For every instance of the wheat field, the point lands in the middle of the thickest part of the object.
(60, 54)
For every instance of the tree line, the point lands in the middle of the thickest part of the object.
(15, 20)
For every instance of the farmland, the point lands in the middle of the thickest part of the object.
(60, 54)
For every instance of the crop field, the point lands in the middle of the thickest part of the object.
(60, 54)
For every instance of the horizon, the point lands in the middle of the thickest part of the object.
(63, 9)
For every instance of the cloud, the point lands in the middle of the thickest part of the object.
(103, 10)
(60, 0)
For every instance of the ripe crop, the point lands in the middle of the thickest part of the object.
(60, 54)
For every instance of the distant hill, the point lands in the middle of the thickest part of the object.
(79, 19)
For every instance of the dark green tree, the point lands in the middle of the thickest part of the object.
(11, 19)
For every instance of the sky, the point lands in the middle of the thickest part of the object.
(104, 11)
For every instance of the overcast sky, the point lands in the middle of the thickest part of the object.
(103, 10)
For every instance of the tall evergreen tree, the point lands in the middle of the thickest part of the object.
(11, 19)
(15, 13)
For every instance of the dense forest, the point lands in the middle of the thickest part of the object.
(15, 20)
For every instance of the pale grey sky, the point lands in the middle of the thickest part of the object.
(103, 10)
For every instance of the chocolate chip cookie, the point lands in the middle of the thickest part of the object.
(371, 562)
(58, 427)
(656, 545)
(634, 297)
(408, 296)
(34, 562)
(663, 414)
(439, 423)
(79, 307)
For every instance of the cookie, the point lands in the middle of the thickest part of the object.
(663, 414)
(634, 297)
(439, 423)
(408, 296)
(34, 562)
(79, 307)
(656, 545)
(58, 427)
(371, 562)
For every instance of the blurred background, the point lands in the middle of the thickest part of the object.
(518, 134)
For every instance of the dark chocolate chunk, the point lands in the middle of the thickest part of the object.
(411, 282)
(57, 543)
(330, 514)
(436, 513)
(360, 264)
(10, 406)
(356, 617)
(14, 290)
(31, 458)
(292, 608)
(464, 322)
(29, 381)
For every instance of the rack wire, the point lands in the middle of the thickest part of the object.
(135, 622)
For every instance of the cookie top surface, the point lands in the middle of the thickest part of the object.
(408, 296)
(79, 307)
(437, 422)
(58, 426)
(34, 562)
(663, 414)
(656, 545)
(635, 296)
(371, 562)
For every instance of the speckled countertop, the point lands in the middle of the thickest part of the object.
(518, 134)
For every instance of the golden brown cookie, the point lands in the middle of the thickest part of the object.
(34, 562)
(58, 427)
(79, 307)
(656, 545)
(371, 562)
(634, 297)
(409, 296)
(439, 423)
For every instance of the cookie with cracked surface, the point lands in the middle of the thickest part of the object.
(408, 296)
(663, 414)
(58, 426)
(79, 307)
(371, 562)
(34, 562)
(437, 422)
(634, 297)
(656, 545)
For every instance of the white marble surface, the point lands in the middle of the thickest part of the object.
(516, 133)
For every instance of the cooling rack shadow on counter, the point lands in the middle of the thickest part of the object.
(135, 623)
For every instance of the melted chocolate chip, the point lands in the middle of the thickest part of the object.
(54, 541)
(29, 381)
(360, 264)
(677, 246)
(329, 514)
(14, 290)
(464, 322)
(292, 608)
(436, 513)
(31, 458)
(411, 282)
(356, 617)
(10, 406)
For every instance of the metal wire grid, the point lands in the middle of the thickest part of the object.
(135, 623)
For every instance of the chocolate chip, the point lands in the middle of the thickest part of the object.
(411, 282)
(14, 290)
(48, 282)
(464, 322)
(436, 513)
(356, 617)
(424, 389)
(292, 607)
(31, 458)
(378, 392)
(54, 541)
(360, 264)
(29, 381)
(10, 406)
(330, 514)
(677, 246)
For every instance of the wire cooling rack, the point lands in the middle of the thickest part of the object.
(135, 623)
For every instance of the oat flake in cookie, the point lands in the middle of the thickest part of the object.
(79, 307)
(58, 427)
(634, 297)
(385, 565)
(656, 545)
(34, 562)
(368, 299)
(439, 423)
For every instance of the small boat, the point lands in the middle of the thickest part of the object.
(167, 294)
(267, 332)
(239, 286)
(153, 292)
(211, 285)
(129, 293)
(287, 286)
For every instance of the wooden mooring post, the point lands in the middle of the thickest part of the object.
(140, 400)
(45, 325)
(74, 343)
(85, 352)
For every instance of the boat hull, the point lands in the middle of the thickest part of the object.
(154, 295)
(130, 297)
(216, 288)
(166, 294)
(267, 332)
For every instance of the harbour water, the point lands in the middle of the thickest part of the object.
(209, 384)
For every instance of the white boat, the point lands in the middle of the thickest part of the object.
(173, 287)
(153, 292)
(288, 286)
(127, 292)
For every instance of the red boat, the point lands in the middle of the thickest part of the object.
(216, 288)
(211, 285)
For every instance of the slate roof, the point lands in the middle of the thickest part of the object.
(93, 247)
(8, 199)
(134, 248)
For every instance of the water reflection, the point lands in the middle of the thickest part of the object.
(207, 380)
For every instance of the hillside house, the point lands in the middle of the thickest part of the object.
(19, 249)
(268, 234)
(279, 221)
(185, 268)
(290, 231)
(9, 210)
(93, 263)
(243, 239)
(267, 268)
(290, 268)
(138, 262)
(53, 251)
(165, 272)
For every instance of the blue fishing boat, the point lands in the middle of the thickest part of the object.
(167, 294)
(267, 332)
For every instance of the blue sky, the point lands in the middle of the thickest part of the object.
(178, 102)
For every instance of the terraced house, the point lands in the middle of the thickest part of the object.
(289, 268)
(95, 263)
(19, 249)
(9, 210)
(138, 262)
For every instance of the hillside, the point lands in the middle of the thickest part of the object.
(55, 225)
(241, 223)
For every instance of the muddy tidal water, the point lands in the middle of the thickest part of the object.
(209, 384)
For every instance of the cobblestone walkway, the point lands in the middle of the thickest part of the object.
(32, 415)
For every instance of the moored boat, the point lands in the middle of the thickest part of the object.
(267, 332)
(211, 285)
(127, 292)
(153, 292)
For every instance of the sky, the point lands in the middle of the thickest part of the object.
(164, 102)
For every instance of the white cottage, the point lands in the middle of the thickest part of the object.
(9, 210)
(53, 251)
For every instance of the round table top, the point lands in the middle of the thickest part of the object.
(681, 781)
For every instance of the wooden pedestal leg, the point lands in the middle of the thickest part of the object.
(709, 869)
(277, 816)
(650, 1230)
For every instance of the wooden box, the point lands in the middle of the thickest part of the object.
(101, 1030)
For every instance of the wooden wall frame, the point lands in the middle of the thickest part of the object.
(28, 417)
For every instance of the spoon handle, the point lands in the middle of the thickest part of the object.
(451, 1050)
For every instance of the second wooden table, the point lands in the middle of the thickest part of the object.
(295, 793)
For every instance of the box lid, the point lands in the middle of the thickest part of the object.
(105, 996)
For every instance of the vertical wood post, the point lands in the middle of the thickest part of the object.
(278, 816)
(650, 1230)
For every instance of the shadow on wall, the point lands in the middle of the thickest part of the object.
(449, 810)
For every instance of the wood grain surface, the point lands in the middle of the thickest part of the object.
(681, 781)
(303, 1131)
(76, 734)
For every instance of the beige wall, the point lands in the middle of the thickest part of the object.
-- -- --
- _WORK TO COMPLETE_
Scale the rows from the line with "For every instance of the wooden pedestal" to the line with "(101, 1030)", both included: write those lines out again with their requests, multiplying each point coordinate in the answers by 1.1 and rounding to whole numbers, with halves rounded up.

- _EXERCISE ANSWER_
For every instance of the wooden pedestal leg, the point lands in the middle of the thickest part of the object.
(780, 956)
(305, 898)
(715, 1353)
For every instance of the wooden box, the point lands in the middle of the thickest part of the object.
(111, 1133)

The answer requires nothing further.